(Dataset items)

========================

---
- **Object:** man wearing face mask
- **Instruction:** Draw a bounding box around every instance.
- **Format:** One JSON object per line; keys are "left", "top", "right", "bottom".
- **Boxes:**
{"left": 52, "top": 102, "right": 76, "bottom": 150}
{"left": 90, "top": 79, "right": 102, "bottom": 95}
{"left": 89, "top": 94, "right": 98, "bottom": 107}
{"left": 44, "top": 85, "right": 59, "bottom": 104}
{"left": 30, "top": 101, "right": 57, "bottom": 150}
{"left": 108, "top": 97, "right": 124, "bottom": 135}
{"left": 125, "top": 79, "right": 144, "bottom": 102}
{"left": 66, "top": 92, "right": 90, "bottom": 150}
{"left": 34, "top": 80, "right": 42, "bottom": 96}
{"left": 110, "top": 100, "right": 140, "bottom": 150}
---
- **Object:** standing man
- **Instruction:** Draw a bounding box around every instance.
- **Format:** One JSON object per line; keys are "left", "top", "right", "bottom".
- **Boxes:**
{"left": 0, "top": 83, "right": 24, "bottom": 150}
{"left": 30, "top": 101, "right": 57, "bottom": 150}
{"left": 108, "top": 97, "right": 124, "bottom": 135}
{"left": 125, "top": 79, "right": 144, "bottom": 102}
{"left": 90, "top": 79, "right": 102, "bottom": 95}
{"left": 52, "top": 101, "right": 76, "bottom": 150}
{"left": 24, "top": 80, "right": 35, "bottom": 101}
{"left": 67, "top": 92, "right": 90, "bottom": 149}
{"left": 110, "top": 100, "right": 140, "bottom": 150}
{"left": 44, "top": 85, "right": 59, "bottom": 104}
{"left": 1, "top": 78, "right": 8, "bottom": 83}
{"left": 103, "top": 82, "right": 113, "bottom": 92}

========================

Assigned task:
Transcribe the entries above exactly.

Result of this task:
---
- **Object:** man wearing face mask
- **Instruction:** Draw a bounding box around every instance.
- **Format:** One JSON object per line; keys are "left", "top", "right", "bottom".
- **Boxes:**
{"left": 52, "top": 102, "right": 76, "bottom": 150}
{"left": 90, "top": 79, "right": 102, "bottom": 95}
{"left": 89, "top": 94, "right": 98, "bottom": 107}
{"left": 44, "top": 85, "right": 59, "bottom": 104}
{"left": 30, "top": 101, "right": 57, "bottom": 150}
{"left": 108, "top": 97, "right": 124, "bottom": 135}
{"left": 125, "top": 79, "right": 144, "bottom": 102}
{"left": 66, "top": 92, "right": 90, "bottom": 150}
{"left": 34, "top": 80, "right": 42, "bottom": 96}
{"left": 110, "top": 100, "right": 140, "bottom": 150}
---
- **Object:** standing man
- **Instruction:** Draw a bounding box around every instance.
- **Format:** One JSON object per line; keys are "left", "top", "right", "bottom".
- **Boxes:**
{"left": 0, "top": 83, "right": 24, "bottom": 150}
{"left": 30, "top": 101, "right": 57, "bottom": 150}
{"left": 108, "top": 97, "right": 124, "bottom": 135}
{"left": 125, "top": 79, "right": 144, "bottom": 102}
{"left": 90, "top": 79, "right": 102, "bottom": 95}
{"left": 52, "top": 101, "right": 76, "bottom": 150}
{"left": 24, "top": 80, "right": 35, "bottom": 101}
{"left": 67, "top": 92, "right": 90, "bottom": 149}
{"left": 110, "top": 100, "right": 140, "bottom": 150}
{"left": 44, "top": 85, "right": 59, "bottom": 104}
{"left": 1, "top": 78, "right": 8, "bottom": 83}
{"left": 103, "top": 82, "right": 113, "bottom": 92}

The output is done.